ZU ERLEDIGENDE AUFGABEN
a: Gib die Passage aus dem Prozessbericht wortgetreu wieder, beginnend mit „Nach dem Tablettencocktail“ und fortlaufend bis einschließlich „Art der Medikamente.“.
b: Welche Personen werden im Prozessbericht namentlich genannt? Führe sie alle auf.

ZITIERTER TEXT
■ ■ ■ ■ ■ ■ ■
Den Entschluss, die beiden Kinder mit umzubringen, habe er aber erst später gefasst.

So spielen zunächst André S. und sein großer Sohn mit dem Lego-Kasten, gucken Fernsehen. Dann hat Damian angeblich Zahnschmerzen, er gibt ihm Tabletten. Der kleine Lenn schreit immer wieder. Auch er erhält Tabletten. So stellt es zumindest der Angeklagte später dar. Am Sonntag ist der Kleine wohl noch schlechter drauf, so der Angeklagte. Er fährt mit den Kindern durch Quedlinburg und verabreicht später unter anderem Ibuprofen. Gegen 0 Uhr gehen alle ins Bett. "Dann kam mir der Gedanke auf, dem Leid ein Ende zu setzen", sagt er.

Nach dem Tablettencocktail stellt der 34-Jährige einen am Vortag an der Tankstelle gekauften Grill ins Zimmer. Doch die Glut reicht offensichtlich nicht für eine Kohlenmon-oxidvergiftung. So zieht der Familienvater die Spritzen mit weiteren Medikamenten auf. Darunter sind Lorazepam, ein schlafherbeiführendes Mittel, und eine größere Menge Insulin. Zuerst setzt er die Spritzen mehrmals in die Muskeln bei dem Säugling an, dann beim Großen. "Sie haben da schon geschlafen", sagt der Krankenpfleger. Auch er selbst habe sich da eine Spritze verabreicht. Er notiert auf einem Zettel unter der Aufschrift "Für den Rechtsmediziner" die Mengen und Art der Medikamente.
■ ■ ■ ■ ■ ■ ■
DATENSATZ
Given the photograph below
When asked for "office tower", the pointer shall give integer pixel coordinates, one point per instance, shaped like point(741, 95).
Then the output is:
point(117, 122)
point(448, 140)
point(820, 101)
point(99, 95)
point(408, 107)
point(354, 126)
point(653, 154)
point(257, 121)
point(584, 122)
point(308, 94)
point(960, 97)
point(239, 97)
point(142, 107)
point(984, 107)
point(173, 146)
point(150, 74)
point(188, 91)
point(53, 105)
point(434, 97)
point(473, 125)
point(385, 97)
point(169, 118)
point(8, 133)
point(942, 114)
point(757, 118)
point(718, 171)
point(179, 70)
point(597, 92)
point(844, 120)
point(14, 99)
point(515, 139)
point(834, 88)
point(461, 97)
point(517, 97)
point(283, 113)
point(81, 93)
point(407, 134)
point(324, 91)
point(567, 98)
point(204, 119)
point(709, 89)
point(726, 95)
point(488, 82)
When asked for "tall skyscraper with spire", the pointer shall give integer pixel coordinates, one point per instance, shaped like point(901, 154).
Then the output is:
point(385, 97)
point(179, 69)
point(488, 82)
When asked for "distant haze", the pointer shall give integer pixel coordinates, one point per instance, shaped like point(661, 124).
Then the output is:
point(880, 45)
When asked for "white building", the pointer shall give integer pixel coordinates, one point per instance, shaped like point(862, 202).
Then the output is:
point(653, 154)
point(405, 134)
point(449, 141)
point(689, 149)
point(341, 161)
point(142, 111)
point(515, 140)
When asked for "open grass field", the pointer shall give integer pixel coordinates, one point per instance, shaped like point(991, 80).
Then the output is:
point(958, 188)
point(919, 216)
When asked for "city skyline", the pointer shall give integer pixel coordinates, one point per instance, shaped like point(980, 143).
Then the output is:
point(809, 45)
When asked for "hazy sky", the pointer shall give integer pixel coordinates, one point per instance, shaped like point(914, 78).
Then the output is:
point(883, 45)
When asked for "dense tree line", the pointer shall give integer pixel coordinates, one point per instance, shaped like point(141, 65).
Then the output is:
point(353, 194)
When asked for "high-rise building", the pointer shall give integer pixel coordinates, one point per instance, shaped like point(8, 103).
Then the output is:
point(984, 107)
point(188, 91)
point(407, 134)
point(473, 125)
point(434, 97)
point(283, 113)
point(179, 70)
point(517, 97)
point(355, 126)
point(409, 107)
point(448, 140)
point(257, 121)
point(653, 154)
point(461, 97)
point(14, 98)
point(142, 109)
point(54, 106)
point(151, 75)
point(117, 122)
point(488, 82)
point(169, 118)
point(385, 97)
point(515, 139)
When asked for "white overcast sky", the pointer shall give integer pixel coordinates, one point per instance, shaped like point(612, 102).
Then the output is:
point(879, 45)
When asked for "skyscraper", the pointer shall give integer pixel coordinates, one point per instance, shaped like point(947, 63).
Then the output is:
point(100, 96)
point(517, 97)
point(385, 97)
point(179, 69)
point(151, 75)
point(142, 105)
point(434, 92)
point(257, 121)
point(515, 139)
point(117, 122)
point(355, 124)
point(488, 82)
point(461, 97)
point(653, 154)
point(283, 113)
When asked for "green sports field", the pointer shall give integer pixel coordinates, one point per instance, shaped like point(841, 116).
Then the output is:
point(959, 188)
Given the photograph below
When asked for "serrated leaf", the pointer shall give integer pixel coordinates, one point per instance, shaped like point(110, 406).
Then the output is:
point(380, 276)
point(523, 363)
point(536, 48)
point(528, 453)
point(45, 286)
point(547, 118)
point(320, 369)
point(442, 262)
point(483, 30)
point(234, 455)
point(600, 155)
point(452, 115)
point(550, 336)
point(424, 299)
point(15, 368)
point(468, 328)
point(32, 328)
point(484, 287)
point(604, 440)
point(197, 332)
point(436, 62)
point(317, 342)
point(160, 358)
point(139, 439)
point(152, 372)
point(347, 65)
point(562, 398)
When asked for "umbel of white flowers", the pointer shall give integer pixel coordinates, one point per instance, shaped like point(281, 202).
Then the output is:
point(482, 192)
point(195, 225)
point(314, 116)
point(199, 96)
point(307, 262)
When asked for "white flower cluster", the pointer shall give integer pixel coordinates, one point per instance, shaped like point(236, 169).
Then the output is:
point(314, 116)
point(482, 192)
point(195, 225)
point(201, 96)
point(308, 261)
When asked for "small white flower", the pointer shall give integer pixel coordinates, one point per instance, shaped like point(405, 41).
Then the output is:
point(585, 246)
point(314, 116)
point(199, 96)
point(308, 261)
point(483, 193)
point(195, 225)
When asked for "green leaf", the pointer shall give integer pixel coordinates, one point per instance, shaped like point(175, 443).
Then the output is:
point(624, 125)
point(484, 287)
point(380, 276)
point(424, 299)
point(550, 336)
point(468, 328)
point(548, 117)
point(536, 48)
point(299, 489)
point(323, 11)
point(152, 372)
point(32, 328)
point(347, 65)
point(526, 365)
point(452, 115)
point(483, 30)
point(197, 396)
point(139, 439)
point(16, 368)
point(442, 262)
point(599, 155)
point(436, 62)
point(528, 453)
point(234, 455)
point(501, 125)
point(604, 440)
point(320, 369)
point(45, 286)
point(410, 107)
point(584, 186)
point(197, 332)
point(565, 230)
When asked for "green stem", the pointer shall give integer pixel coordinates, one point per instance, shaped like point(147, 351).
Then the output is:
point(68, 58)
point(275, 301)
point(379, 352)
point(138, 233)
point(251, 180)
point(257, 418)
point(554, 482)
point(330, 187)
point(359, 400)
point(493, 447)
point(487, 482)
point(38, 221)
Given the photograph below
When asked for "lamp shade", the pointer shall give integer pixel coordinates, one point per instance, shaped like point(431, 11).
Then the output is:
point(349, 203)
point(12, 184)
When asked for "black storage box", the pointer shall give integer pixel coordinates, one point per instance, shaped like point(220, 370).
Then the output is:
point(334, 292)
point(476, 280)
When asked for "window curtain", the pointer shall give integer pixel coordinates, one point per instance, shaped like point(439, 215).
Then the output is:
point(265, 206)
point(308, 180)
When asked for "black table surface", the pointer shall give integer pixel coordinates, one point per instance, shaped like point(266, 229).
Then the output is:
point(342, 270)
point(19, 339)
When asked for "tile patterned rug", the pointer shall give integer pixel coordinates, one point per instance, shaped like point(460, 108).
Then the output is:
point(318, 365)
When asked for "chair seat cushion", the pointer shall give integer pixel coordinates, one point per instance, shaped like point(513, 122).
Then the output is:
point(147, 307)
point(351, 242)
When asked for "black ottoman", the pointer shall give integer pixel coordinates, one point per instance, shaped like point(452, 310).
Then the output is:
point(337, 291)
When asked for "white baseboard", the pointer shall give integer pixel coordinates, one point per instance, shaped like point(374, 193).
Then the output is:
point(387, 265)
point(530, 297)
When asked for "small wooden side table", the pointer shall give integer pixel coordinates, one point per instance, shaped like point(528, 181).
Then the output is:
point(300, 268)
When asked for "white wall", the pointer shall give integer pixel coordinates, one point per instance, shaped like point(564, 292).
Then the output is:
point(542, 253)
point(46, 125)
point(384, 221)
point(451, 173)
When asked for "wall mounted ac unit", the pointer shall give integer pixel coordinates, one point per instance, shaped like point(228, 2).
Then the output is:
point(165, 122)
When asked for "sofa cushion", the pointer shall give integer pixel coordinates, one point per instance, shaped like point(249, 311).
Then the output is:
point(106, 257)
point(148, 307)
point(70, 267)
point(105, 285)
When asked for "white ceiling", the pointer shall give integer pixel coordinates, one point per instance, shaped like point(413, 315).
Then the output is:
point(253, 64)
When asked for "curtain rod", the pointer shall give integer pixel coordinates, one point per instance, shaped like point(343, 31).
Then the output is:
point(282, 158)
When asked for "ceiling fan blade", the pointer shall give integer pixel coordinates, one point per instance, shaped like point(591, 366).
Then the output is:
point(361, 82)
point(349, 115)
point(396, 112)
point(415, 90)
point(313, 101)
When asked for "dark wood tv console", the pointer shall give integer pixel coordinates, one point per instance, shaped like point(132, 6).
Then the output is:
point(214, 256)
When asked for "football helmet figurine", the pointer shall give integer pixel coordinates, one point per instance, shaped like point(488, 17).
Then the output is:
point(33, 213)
■ ■ ■ ■ ■ ■ ■
LÖSUNGEN
a:
Nach dem Tablettencocktail stellt der 34-Jährige einen am Vortag an der Tankstelle gekauften Grill ins Zimmer. Doch die Glut reicht offensichtlich nicht für eine Kohlenmon-oxidvergiftung. So zieht der Familienvater die Spritzen mit weiteren Medikamenten auf. Darunter sind Lorazepam, ein schlafherbeiführendes Mittel, und eine größere Menge Insulin. Zuerst setzt er die Spritzen mehrmals in die Muskeln bei dem Säugling an, dann beim Großen. "Sie haben da schon geschlafen", sagt der Krankenpfleger. Auch er selbst habe sich da eine Spritze verabreicht. Er notiert auf einem Zettel unter der Aufschrift "Für den Rechtsmediziner" die Mengen und Art der Medikamente.

b: André S., Damian, Lenn